Records from a data source

::::

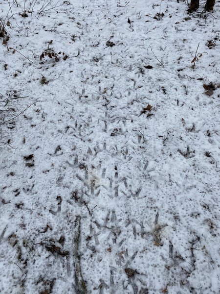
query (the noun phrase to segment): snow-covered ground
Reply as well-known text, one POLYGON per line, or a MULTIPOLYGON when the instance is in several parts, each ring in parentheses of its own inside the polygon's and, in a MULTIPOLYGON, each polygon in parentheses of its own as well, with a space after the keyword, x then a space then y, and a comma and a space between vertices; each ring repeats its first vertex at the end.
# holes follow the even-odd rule
POLYGON ((216 2, 0 0, 0 293, 220 293, 216 2))

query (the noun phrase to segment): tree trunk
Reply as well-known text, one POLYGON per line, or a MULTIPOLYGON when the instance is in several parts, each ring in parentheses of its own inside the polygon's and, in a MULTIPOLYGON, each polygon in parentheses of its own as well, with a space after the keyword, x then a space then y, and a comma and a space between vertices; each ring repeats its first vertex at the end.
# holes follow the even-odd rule
POLYGON ((205 9, 208 11, 209 11, 209 10, 213 10, 215 1, 215 0, 207 0, 206 3, 205 5, 205 9))
MULTIPOLYGON (((209 0, 207 0, 207 2, 209 0)), ((199 6, 199 0, 191 0, 190 2, 190 8, 188 10, 189 12, 196 11, 198 8, 199 6)))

::::

- **DIRECTIVE**: Convert the records above into a two-column CSV with the headers request_text and reference_answer, one row per request. Put each request's text and its answer in a single quoted field with line breaks replaced by spaces, and leave out the pictures.

- **OUTPUT**:
request_text,reference_answer
"query (the noun phrase to segment): snow-covered ground Reply as well-known text, one POLYGON per line, or a MULTIPOLYGON when the instance is in several parts, each ring in parentheses of its own inside the polygon's and, in a MULTIPOLYGON, each polygon in parentheses of its own as well, with a space after the keyword, x then a space then y, and a comma and a space between vertices; each ring repeats its first vertex at the end. # holes follow the even-odd rule","POLYGON ((216 2, 0 0, 0 293, 220 293, 216 2))"
"query (the noun phrase to segment): tree trunk Reply as well-known text, one POLYGON per line, or a MULTIPOLYGON when the instance is in several parts, each ring in parentheses of its own inside the polygon's and, in a MULTIPOLYGON, each polygon in parentheses of its own as well, with a space after the keyword, x then a space then y, and a comma and a space between vertices; each ring repeats its first vertex at the end. # holes follow the even-odd rule","POLYGON ((205 9, 208 11, 209 11, 209 10, 213 10, 215 1, 215 0, 207 0, 206 3, 205 5, 205 9)) MULTIPOLYGON (((209 0, 207 0, 207 2, 209 0)), ((199 6, 199 0, 191 0, 190 2, 190 8, 188 10, 189 12, 196 11, 198 8, 199 6)))"